TASK DIRECTIONS: Could you write out, word for word, only the lines from the one containing "Note: for this drill, mark the white polka" through the last line of the data below?

TASK DATA:

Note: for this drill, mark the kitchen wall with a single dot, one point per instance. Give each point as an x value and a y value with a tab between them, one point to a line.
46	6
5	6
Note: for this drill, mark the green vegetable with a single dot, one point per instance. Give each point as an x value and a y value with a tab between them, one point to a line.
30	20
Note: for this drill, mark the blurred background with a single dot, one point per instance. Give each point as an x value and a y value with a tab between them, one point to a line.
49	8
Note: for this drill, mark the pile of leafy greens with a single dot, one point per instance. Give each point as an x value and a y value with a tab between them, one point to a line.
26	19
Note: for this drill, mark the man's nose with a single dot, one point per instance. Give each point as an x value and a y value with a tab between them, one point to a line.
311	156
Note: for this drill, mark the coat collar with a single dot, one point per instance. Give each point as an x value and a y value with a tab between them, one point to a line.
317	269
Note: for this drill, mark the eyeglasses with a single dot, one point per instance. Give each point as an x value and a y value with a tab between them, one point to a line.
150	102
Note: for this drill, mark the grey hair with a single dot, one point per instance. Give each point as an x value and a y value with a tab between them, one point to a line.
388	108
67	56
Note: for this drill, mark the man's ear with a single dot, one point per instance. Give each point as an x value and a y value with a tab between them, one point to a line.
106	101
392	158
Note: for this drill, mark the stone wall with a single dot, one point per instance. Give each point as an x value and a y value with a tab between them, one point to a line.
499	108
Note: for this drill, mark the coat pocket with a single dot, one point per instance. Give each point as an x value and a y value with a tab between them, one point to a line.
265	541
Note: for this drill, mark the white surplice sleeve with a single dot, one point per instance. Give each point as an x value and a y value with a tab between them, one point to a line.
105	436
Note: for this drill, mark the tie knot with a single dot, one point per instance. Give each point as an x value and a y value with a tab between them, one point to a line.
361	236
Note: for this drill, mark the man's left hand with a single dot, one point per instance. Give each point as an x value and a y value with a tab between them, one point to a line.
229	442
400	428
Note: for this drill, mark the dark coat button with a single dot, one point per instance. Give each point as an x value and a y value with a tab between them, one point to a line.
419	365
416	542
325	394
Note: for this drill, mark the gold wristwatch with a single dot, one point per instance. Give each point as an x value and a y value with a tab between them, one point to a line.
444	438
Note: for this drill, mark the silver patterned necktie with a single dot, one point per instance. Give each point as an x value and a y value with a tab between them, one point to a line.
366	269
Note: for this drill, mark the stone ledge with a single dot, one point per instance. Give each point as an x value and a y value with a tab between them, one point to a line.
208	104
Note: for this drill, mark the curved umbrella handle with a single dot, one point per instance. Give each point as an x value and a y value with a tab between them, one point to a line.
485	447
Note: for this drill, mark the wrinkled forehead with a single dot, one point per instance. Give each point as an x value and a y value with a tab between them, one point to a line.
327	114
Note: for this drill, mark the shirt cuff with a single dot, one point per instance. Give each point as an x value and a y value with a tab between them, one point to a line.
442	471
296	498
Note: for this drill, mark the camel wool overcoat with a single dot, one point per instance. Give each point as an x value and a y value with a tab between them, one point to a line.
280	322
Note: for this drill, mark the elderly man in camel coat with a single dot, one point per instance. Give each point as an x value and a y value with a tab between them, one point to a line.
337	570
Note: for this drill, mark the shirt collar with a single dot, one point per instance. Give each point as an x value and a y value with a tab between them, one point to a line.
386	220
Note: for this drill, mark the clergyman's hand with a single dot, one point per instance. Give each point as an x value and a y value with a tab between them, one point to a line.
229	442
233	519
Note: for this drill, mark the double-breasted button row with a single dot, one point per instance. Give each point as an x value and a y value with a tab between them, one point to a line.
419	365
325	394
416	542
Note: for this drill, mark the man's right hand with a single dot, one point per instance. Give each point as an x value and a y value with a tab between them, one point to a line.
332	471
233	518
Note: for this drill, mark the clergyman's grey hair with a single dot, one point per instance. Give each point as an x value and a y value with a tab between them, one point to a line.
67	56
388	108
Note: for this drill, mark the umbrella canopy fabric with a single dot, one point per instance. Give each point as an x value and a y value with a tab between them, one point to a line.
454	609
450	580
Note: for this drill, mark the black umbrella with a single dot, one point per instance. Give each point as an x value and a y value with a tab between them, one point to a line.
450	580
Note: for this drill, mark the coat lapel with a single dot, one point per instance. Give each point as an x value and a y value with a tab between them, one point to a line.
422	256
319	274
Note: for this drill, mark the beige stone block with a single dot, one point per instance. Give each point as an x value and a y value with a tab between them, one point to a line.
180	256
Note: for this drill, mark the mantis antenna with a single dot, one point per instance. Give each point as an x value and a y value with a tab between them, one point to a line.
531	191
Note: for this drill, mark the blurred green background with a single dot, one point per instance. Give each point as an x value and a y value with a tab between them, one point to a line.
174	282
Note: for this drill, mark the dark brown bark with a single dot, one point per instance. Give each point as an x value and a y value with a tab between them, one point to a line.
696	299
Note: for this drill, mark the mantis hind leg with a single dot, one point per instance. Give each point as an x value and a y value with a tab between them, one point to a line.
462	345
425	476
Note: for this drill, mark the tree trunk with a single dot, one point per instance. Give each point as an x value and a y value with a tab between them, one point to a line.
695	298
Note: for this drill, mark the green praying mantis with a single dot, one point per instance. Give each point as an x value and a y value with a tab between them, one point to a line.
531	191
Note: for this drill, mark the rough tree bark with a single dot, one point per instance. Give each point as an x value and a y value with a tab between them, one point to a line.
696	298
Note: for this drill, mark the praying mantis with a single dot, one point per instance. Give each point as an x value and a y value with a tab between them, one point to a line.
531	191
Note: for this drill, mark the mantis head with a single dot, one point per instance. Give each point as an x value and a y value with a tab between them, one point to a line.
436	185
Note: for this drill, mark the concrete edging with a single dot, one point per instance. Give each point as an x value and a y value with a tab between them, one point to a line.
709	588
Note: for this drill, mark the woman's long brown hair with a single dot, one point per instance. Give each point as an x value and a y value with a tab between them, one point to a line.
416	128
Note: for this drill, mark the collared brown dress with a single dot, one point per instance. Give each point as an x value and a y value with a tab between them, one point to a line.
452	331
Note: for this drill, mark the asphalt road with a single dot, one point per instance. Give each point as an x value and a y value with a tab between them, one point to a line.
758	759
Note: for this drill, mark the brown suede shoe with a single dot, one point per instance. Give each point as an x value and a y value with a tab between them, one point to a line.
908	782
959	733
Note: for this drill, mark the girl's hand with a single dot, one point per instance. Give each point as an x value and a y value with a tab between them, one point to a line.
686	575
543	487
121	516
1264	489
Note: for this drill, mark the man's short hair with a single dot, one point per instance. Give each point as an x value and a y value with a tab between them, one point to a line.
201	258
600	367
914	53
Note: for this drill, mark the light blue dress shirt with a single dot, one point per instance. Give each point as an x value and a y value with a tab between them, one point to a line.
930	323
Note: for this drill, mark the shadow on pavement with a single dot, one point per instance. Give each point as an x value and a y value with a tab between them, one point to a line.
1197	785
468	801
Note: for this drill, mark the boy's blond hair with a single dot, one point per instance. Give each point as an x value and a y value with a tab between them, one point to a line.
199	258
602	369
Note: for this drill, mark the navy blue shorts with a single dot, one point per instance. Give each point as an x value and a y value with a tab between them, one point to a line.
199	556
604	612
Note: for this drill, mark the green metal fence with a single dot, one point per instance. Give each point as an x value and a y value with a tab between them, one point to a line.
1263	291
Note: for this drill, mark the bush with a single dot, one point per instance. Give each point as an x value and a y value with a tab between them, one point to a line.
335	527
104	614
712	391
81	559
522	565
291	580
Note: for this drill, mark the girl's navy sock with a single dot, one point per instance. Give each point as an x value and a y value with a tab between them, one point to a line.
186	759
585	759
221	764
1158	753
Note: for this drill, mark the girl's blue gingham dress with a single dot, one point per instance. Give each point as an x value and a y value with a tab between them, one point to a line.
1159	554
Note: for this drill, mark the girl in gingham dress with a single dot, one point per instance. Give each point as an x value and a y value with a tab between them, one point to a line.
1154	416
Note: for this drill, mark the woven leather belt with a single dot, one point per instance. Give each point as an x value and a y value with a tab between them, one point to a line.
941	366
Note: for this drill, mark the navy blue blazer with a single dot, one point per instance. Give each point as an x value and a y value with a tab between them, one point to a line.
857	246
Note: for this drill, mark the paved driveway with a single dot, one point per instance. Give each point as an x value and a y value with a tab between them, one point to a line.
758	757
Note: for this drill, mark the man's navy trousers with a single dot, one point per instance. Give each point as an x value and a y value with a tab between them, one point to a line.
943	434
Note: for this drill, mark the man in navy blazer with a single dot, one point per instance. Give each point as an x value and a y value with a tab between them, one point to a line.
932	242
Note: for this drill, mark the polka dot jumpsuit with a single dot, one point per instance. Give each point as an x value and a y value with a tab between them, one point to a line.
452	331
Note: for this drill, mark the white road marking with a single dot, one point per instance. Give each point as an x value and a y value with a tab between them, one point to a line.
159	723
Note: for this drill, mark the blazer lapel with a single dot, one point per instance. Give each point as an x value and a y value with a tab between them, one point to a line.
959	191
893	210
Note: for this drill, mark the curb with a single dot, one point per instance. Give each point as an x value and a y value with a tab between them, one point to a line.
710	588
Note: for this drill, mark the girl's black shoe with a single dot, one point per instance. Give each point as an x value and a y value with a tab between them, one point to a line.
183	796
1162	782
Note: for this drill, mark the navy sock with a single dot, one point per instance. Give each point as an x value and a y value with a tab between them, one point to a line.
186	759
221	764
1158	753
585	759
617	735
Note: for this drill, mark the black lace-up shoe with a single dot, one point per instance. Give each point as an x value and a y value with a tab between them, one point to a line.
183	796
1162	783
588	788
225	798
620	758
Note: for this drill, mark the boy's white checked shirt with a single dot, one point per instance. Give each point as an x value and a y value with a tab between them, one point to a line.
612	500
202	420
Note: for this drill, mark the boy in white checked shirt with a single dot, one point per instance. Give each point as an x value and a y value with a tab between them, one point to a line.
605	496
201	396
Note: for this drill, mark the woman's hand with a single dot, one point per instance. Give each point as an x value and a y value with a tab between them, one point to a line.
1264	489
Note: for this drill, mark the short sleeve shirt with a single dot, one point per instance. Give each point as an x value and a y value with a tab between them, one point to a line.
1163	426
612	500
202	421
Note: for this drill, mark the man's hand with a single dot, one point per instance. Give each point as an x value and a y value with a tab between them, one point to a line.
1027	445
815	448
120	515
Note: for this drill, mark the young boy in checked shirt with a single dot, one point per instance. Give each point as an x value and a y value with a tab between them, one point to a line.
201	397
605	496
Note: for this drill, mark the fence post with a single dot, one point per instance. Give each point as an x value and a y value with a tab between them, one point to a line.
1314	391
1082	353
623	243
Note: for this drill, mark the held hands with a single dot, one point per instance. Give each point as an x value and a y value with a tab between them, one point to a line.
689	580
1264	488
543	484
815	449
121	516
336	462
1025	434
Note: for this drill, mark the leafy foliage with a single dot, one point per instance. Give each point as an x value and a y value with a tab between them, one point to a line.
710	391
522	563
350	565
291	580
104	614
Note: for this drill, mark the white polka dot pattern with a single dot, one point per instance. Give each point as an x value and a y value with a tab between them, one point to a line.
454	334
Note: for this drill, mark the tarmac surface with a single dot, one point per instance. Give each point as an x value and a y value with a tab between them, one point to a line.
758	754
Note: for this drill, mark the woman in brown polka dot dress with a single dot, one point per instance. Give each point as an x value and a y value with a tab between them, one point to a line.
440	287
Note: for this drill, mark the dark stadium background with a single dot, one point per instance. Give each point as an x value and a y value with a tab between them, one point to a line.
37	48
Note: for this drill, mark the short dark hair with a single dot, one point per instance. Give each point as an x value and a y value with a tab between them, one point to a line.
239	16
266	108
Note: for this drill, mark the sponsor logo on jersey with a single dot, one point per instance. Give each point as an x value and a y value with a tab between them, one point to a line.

OUTPUT BELOW:
Note: for this drill, mark the white polka dot pattern with a single dot, one point per instance. Give each point as an x value and a y value with a tab between them, one point to a line.
454	334
Note: for this drill, mark the tarmac surface with a single dot, one point per instance. Give each point as an x value and a y value with a tab between them, one point to a line.
758	754
Note: for this drill, mark the woman in brown polka dot dress with a single dot, one point per instance. Give each point as an x value and a y value with a tab between them, one point to a line.
440	287
Note: for this drill, mark the dark stadium background with a single dot, one point per instance. Give each point as an x value and a y value with a tab between them, one point to a line.
37	48
Note: for this drill, mark the short dark hair with a single dot, one point per instance. Give each point as an x value and a y value with a tab between them, one point to a line.
239	16
266	108
Note: for this drill, mark the sponsor logo on jersey with a single dot, one point per instance. Give each point as an x value and a y value with a tab between them, one point to a line.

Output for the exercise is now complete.